_TEXTO_

::::::::::

LA HABANA, Cuba.- Según la historia no contada de Cuba, cuando Fidel Castro conoció a Ernesto Guevara, quedó impresionado por el argentino a quien todos llamaban “Che”. Aquel joven que había recorrido el Cono Sur en motocicleta jamás había participado en una acción armada ni tampoco pertenecía a ningún partido político, pero hablaba de revoluciones con la misma parsimonia, pasión y gravedad de un evangelista.
Desde el principio Fidel, exiliado en México, vió en él una especie de alter ego, reconociéndolo como el fanático que inesperadamente encuentra un providencial hermano de causa. Aquella tarde mexicana de 1955, el destino asestó el golpe de gracia a la democracia cubana al juntar a dos alucinados capaces de arrasar con quien se opusiera a sus delirios mesiánicos.
Obsesionado, al igual que Fidel Castro, con declararle la guerra al imperialismo e instaurar en América del Sur la versión latina de la dictadura bolchevique, Che Guevara se enroló en la supuesta liberación de un país que no conocía y por el cual no haría absolutamente nada valioso. La historia de Cuba que autorizó el gobierno instaurado después de 1959, le reservó distinciones inmerecidas y lo convirtió en paradigma de los revolucionarios. Ni un solo historiador reconoció, en la perorata sobre “el hombre nuevo”, el puritanismo dogmático y peligroso de aquel extranjero elevado a la categoría de hijo ilustre de Cuba.
Che Guevara era todavía peor que Fidel Castro, porque no tenía ambición. Su actitud era la de un asceta; pero ansiaba la guerra purificadora, de la cual nacería una raza de apóstoles del marxismo-leninismo. Sus cualidades se ajustaban a lo que Fiodor Dostoievsky describió en su novela El idiota, cuando se refirió a “…esos hombres que se autoproclaman amantes de la humanidad; pero a la primera contradicción o afrenta, son capaces de prenderle fuego al mundo por sus cuatro costados”.
Con escalofriante precisión, un escritor ruso del siglo XIX definió a dos latinos convencidos de haber sido elegidos para imponer un nuevo orden en Suramérica. Sin embargo, solo el Che estaba dispuesto a morir en el intento. Torpe para misiones diplomáticas; demasiado activo para la burocracia, no le quedó más remedio que conformarse con zancadillas guerrilleras propias de un estratega mediocre. El Che no era bueno en nada; menos aún en el terreno militar. Tanto fue así, que la única vez que emprendió la lucha armada por su cuenta, murió.
El torcido recuento de la historia patria lo ha convertido, con su apariencia de hippie crístico y atuendo militante, en el sex symbol del comunismo. El asalto al tren blindado en Santa Clara, en 1958, que en realidad fue una rendición negociada, lo han elevado a cotas de héroe, para que generaciones de cubanos le adjudiquen un arrojo e internacionalismo que nunca se le ha reconocido lo suficiente a Máximo Gómez, el dominicano que se puso al frente de tres guerras por la libertad de Cuba; el hombre que murió con una mano llagada por estrechar la de tantos criollos que le querían, admiraban y respetaban.

::::::::::

_CONSIGNA 1_
Extrae del texto sobre el Che Guevara todo el fragmento desde "LA HABANA, Cuba.- Según" hasta "de un evangelista.", sin cambiar nada.
_CONSIGNA 2_
Responde según el texto sobre el Che Guevara:
(a) ¿En qué año se conocieron Fidel Castro y el Che en México?
(b) ¿Qué novela de Dostoievsky se cita?
(c) ¿Dónde y en qué año ocurrió el asalto al tren blindado?

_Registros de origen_

::::::::::

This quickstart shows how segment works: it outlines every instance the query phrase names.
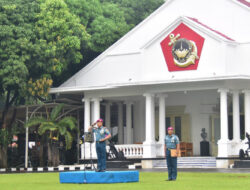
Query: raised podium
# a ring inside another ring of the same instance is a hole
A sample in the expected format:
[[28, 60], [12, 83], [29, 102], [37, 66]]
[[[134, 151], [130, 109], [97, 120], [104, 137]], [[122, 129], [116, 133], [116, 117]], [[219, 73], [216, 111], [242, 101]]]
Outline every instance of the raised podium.
[[60, 172], [60, 183], [129, 183], [139, 181], [138, 171]]

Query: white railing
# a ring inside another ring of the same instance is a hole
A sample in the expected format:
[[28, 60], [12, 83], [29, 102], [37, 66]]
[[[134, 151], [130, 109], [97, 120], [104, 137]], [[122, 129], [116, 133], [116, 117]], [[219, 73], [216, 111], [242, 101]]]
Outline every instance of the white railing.
[[121, 144], [121, 145], [115, 145], [115, 147], [118, 152], [122, 151], [126, 158], [142, 158], [143, 157], [143, 145], [142, 144]]

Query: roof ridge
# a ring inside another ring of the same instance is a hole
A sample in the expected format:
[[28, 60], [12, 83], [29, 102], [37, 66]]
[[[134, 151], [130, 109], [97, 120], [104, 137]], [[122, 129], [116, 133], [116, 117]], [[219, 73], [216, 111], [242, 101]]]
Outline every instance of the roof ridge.
[[213, 28], [209, 27], [209, 26], [208, 26], [208, 25], [206, 25], [206, 24], [203, 24], [203, 23], [202, 23], [202, 22], [200, 22], [197, 18], [188, 17], [188, 16], [187, 16], [186, 18], [188, 18], [188, 19], [190, 19], [190, 20], [192, 20], [192, 21], [196, 22], [197, 24], [199, 24], [199, 25], [201, 25], [201, 26], [203, 26], [203, 27], [205, 27], [205, 28], [207, 28], [207, 29], [211, 30], [212, 32], [215, 32], [216, 34], [218, 34], [218, 35], [222, 36], [223, 38], [225, 38], [225, 39], [227, 39], [227, 40], [230, 40], [230, 41], [235, 42], [235, 40], [234, 40], [234, 39], [230, 38], [229, 36], [227, 36], [227, 35], [225, 35], [225, 34], [223, 34], [223, 33], [221, 33], [221, 32], [219, 32], [218, 30], [215, 30], [215, 29], [213, 29]]

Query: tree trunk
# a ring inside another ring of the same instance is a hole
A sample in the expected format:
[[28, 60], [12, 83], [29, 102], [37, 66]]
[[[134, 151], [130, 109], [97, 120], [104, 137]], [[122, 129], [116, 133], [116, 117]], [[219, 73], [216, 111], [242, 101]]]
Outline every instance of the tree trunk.
[[0, 145], [0, 168], [7, 168], [7, 147]]
[[59, 165], [59, 149], [55, 143], [48, 144], [48, 166]]

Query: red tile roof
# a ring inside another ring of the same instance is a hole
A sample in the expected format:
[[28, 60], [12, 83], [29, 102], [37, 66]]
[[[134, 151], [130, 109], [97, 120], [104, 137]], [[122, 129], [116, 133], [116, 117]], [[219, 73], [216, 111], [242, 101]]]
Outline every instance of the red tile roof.
[[194, 22], [196, 22], [196, 23], [198, 23], [198, 24], [200, 24], [201, 26], [203, 26], [203, 27], [205, 27], [205, 28], [207, 28], [207, 29], [209, 29], [209, 30], [215, 32], [216, 34], [222, 36], [223, 38], [225, 38], [225, 39], [227, 39], [227, 40], [235, 41], [234, 39], [228, 37], [227, 35], [225, 35], [225, 34], [219, 32], [219, 31], [217, 31], [217, 30], [214, 30], [214, 29], [212, 29], [211, 27], [209, 27], [209, 26], [207, 26], [207, 25], [201, 23], [201, 22], [200, 22], [198, 19], [196, 19], [196, 18], [192, 18], [192, 17], [187, 17], [187, 18], [190, 19], [190, 20], [192, 20], [192, 21], [194, 21]]
[[250, 1], [247, 1], [247, 0], [237, 0], [238, 2], [250, 7]]

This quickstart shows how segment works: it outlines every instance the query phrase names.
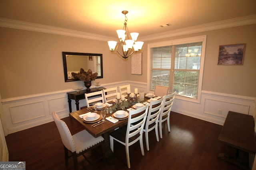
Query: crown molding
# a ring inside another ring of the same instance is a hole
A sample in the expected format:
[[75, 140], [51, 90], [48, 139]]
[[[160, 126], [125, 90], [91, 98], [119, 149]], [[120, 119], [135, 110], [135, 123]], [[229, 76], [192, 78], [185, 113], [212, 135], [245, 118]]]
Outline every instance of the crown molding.
[[256, 15], [227, 20], [140, 37], [146, 41], [193, 33], [256, 23]]
[[[140, 41], [146, 41], [200, 32], [256, 23], [256, 15], [200, 25], [176, 30], [141, 37]], [[115, 37], [71, 29], [45, 25], [6, 18], [0, 18], [0, 27], [42, 32], [96, 40], [114, 40]]]
[[42, 32], [96, 40], [108, 41], [115, 39], [114, 38], [111, 37], [3, 18], [0, 18], [0, 27]]

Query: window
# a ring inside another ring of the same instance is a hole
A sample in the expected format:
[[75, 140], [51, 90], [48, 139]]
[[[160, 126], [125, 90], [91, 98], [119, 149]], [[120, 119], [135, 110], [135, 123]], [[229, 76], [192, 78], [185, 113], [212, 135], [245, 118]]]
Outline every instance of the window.
[[100, 56], [95, 56], [96, 72], [98, 72], [98, 76], [101, 76]]
[[206, 36], [148, 45], [149, 89], [169, 86], [169, 91], [200, 101]]

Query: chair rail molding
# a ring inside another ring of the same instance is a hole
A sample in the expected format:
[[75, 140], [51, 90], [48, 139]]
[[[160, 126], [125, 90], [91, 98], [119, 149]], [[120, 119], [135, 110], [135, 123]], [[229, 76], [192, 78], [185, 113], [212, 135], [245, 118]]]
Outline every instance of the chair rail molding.
[[[135, 88], [145, 93], [149, 92], [147, 83], [143, 82], [124, 81], [102, 86], [107, 89], [128, 84], [132, 92]], [[72, 91], [74, 90], [67, 89], [2, 99], [6, 135], [52, 121], [52, 111], [58, 113], [60, 118], [69, 116], [67, 92]], [[200, 103], [196, 103], [175, 98], [172, 111], [220, 125], [223, 125], [229, 111], [249, 115], [254, 113], [254, 98], [203, 91]], [[86, 106], [85, 100], [79, 100], [80, 107]], [[72, 101], [72, 110], [76, 109], [75, 103]]]

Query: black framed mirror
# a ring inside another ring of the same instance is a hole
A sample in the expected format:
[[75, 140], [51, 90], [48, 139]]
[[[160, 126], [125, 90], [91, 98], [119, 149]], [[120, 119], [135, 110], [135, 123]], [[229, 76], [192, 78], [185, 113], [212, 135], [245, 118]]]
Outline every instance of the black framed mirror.
[[79, 72], [81, 68], [98, 72], [96, 78], [103, 78], [102, 54], [62, 52], [62, 57], [65, 82], [79, 80], [72, 76], [71, 72]]

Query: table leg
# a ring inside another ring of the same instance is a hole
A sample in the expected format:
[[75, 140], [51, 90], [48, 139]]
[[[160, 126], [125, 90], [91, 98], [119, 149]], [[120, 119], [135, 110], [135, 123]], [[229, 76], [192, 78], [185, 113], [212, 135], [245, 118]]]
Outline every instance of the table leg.
[[68, 107], [69, 107], [69, 113], [71, 113], [72, 112], [71, 100], [69, 98], [69, 96], [68, 97]]
[[249, 165], [246, 164], [247, 161], [244, 160], [245, 155], [246, 154], [245, 152], [238, 149], [226, 145], [225, 152], [219, 154], [218, 158], [244, 169], [248, 169]]
[[116, 156], [114, 155], [110, 149], [110, 142], [109, 141], [109, 133], [104, 133], [103, 137], [105, 142], [105, 155], [106, 159], [109, 162], [111, 162], [116, 159]]
[[79, 100], [76, 100], [76, 111], [79, 110]]

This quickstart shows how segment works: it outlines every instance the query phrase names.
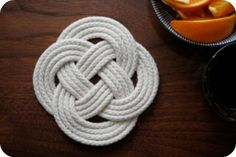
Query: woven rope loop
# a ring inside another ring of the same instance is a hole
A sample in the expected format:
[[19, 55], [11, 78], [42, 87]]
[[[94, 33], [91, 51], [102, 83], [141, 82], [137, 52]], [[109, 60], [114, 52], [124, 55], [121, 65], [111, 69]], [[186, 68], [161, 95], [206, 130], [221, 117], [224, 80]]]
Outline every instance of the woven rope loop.
[[[91, 42], [97, 38], [101, 41]], [[92, 83], [95, 76], [99, 81]], [[87, 17], [68, 26], [40, 56], [33, 85], [40, 104], [66, 135], [103, 146], [133, 129], [156, 95], [159, 74], [151, 55], [122, 24]], [[89, 121], [95, 116], [107, 121]]]

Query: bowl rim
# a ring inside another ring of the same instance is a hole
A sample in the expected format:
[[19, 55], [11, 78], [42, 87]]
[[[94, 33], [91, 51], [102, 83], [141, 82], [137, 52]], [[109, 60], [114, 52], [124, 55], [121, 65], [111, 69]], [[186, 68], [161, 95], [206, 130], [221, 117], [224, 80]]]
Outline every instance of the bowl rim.
[[210, 68], [212, 64], [215, 63], [217, 58], [220, 57], [220, 55], [224, 52], [225, 49], [235, 46], [236, 47], [236, 42], [232, 42], [228, 45], [225, 45], [221, 47], [219, 50], [216, 51], [216, 53], [210, 58], [209, 62], [204, 68], [203, 74], [202, 74], [202, 89], [203, 89], [203, 94], [205, 99], [207, 100], [208, 104], [214, 108], [215, 112], [222, 118], [224, 118], [227, 121], [234, 122], [236, 121], [235, 113], [236, 109], [235, 108], [228, 108], [226, 106], [223, 106], [221, 104], [217, 104], [215, 100], [212, 98], [212, 94], [208, 88], [208, 76], [210, 72]]
[[[151, 5], [152, 8], [155, 12], [155, 15], [157, 17], [157, 19], [159, 20], [159, 22], [161, 23], [161, 25], [175, 38], [178, 38], [180, 41], [190, 44], [190, 45], [194, 45], [194, 46], [199, 46], [199, 47], [215, 47], [215, 48], [219, 48], [231, 43], [234, 43], [236, 41], [236, 37], [234, 39], [228, 40], [228, 41], [218, 41], [218, 42], [212, 42], [212, 43], [204, 43], [204, 42], [197, 42], [197, 41], [193, 41], [190, 39], [185, 38], [184, 36], [178, 34], [174, 29], [172, 29], [166, 22], [164, 22], [163, 17], [161, 16], [161, 12], [158, 10], [157, 8], [157, 0], [150, 0], [151, 1]], [[159, 0], [161, 1], [161, 0]], [[162, 2], [160, 2], [162, 3]], [[236, 29], [235, 29], [236, 30]], [[227, 38], [226, 38], [227, 39]]]

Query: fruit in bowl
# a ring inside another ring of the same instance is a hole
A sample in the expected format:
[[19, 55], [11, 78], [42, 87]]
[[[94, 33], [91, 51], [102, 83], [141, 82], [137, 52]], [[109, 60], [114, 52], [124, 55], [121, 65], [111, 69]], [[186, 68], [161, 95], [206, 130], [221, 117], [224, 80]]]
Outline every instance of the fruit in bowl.
[[176, 12], [171, 27], [183, 37], [202, 43], [224, 40], [234, 31], [234, 7], [225, 0], [162, 0]]

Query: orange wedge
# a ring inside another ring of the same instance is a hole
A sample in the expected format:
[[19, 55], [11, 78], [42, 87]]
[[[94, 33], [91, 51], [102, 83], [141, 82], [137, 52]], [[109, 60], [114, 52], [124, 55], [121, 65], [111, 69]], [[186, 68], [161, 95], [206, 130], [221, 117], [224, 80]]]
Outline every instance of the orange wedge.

::::::::::

_RESPUESTA 1_
LA HABANA, Cuba.- Según la historia no contada de Cuba, cuando Fidel Castro conoció a Ernesto Guevara, quedó impresionado por el argentino a quien todos llamaban “Che”. Aquel joven que había recorrido el Cono Sur en motocicleta jamás había participado en una acción armada ni tampoco pertenecía a ningún partido político, pero hablaba de revoluciones con la misma parsimonia, pasión y gravedad de un evangelista.

_RESPUESTA 2_
(a) En 1955.
(b) El idiota.
(c) En Santa Clara, en 1958.